Consigne >>
Indiquez si chacune des affirmations (a), (b) et (c) concorde avec le texte ci-dessous sur le Maroc. Répondez par oui ou non en citant mot pour mot le passage du texte qui tranche.
(a) Le câble français relie Oran et Tanger.
(b) Le public dispose surtout d'informations de source française.
(c) L'usurpateur a remporté le dernier combat.

Extrait du texte >>
:::

Une rumeur de bataille nous arrive du Maroc. Le Sultan est aux prises, entre Fez et Taza, avec des tribus soulevées ; un compétiteur, surgi on ne sait d’où, a bousculé, dans un premier combat, les troupes de Mouley-abd-el-Aziz ; puis l’usurpateur, vaincu à son tour, s’est retiré dans les montagnes où il tient la campagne : voilà ce que nous ont appris les journaux. Mais les nouvelles, écloses dans les profondeurs du Maghreb, nous parviennent déformées, grossies ou atténuées selon les besoins du moment et les intérêts des intermédiaires. Le câble français, inauguré l’année dernière entre Oran et Tanger, rend, il faut le croire, de grands services au gouvernement, mais le public en est à peu près réduit aux informations de source anglaise ; et ce n’est pas seulement pour avoir encouru la disgrâce du Maître que le correspondant du Times, M. Harris, a quitté à franc étrier le camp du Sultan, dès que les événemens ont paru devenir graves ; c’est aussi pour rejoindre, dans sa jolie maison voisine de Tanger, l’extrémité du fil par où il renseigne l’Europe et le monde. A l’heure où, sous les yeux attentifs des grandes puissances, le Maroc traverse une crise dangereuse, qui pourrait servir de prétexte à des interventions étrangères, l’art de présenter, d’habiller les nouvelles est une partie essentielle de la stratégie politique.

:::

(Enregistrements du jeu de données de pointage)

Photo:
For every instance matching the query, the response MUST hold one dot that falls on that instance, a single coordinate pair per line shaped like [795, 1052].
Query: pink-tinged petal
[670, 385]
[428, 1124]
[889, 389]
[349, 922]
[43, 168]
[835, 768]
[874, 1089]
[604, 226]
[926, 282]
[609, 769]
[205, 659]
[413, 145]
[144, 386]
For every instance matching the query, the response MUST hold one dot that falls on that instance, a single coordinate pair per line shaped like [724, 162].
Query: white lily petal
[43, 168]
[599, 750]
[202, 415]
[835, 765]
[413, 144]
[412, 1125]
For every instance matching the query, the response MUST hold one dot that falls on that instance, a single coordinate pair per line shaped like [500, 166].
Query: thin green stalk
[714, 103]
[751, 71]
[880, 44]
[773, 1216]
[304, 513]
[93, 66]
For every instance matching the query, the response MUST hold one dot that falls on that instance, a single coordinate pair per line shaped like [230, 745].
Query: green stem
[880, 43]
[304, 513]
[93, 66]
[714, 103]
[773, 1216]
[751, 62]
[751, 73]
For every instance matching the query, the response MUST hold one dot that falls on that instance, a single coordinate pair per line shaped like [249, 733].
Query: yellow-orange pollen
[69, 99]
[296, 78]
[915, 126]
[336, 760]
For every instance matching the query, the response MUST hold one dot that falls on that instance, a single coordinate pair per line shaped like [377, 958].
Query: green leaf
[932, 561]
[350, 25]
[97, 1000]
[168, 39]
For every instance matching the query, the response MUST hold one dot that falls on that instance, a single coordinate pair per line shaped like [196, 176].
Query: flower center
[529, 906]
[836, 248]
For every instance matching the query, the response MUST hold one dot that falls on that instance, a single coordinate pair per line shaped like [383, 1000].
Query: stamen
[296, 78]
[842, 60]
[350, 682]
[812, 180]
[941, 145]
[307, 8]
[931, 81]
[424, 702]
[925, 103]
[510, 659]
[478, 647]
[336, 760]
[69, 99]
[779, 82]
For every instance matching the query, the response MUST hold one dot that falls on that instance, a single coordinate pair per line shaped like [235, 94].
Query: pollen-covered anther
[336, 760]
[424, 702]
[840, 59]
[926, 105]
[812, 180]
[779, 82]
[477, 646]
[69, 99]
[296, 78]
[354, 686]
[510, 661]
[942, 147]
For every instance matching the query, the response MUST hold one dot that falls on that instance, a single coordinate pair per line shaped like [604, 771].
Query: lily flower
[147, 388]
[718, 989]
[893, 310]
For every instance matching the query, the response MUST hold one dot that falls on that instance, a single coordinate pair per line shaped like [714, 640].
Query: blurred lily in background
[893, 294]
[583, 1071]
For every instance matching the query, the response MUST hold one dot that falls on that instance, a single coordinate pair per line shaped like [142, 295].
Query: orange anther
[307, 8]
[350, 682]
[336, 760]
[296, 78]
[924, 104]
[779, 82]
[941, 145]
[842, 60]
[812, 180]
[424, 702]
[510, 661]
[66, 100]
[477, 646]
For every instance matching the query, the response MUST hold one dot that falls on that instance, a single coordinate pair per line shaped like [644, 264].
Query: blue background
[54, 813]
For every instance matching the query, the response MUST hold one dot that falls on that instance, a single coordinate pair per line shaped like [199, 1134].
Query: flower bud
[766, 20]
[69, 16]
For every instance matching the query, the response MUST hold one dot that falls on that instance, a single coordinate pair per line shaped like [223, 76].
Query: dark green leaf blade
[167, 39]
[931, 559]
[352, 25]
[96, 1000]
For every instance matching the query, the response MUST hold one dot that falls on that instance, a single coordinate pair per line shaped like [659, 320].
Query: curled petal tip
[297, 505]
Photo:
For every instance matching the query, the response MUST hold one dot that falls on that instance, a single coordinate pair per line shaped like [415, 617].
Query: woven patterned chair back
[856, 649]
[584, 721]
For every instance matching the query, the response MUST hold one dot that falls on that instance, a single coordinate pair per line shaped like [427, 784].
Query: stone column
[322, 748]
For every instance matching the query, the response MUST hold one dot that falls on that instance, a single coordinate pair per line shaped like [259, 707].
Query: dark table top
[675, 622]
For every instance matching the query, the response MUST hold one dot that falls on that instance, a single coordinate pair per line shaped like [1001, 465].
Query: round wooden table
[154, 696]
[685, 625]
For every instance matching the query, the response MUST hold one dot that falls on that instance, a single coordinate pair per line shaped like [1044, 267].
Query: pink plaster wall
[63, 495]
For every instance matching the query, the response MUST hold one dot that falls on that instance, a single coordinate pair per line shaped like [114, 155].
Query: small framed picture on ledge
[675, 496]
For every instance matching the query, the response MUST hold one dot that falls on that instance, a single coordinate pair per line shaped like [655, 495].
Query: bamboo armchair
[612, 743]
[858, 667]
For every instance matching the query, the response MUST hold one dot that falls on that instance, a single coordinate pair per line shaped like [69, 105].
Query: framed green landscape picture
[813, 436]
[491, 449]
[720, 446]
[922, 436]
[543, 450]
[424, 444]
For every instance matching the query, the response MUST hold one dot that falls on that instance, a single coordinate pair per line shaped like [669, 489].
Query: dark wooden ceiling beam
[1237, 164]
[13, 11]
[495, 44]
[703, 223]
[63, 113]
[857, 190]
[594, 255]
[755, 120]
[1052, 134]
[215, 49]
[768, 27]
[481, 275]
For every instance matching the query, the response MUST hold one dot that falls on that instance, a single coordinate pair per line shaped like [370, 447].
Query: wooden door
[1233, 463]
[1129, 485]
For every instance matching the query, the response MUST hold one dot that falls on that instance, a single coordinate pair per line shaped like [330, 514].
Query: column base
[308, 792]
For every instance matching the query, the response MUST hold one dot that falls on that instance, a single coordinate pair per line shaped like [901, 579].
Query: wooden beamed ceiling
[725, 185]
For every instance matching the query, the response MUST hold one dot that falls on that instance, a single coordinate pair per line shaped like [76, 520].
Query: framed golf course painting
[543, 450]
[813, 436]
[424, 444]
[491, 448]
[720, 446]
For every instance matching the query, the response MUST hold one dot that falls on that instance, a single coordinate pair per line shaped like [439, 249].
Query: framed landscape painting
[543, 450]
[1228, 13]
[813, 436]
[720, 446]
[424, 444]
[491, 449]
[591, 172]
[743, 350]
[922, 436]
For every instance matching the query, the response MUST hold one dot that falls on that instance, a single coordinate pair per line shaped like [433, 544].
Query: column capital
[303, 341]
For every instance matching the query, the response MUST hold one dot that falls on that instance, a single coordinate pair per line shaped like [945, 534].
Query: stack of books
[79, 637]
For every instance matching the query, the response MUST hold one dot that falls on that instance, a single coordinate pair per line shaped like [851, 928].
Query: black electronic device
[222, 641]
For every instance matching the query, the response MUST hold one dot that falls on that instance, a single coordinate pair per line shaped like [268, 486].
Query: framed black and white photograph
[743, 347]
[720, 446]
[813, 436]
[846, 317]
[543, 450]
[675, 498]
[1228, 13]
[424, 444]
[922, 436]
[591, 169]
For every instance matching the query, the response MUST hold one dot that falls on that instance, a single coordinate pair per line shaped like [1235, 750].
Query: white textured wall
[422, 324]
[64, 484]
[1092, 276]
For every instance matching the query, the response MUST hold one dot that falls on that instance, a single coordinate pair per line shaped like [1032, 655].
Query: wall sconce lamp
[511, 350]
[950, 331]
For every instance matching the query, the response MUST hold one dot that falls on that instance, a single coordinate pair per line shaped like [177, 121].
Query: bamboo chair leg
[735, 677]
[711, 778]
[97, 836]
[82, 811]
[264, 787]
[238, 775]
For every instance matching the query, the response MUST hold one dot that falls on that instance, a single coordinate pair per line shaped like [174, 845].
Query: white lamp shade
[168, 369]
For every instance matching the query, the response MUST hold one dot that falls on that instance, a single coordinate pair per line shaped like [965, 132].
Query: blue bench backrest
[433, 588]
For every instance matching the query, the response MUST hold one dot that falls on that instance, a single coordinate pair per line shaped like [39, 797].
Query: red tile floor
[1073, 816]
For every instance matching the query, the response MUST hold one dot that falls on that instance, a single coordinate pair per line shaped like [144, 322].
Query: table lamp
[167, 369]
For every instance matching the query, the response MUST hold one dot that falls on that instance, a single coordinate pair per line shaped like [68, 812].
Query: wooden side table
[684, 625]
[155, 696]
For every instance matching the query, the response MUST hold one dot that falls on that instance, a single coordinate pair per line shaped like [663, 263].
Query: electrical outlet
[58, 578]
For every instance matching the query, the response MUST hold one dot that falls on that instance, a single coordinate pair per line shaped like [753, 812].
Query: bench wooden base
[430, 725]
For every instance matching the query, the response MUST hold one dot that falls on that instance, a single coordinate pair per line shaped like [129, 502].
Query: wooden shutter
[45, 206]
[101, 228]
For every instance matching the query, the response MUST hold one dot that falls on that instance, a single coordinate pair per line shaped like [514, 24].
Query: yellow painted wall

:::

Corrigé >>
(a) Oui : « Le câble français, inauguré l’année dernière entre Oran et Tanger ».
(b) Non : « le public en est à peu près réduit aux informations de source anglaise ».
(c) Non : « puis l’usurpateur, vaincu à son tour, s’est retiré dans les montagnes ».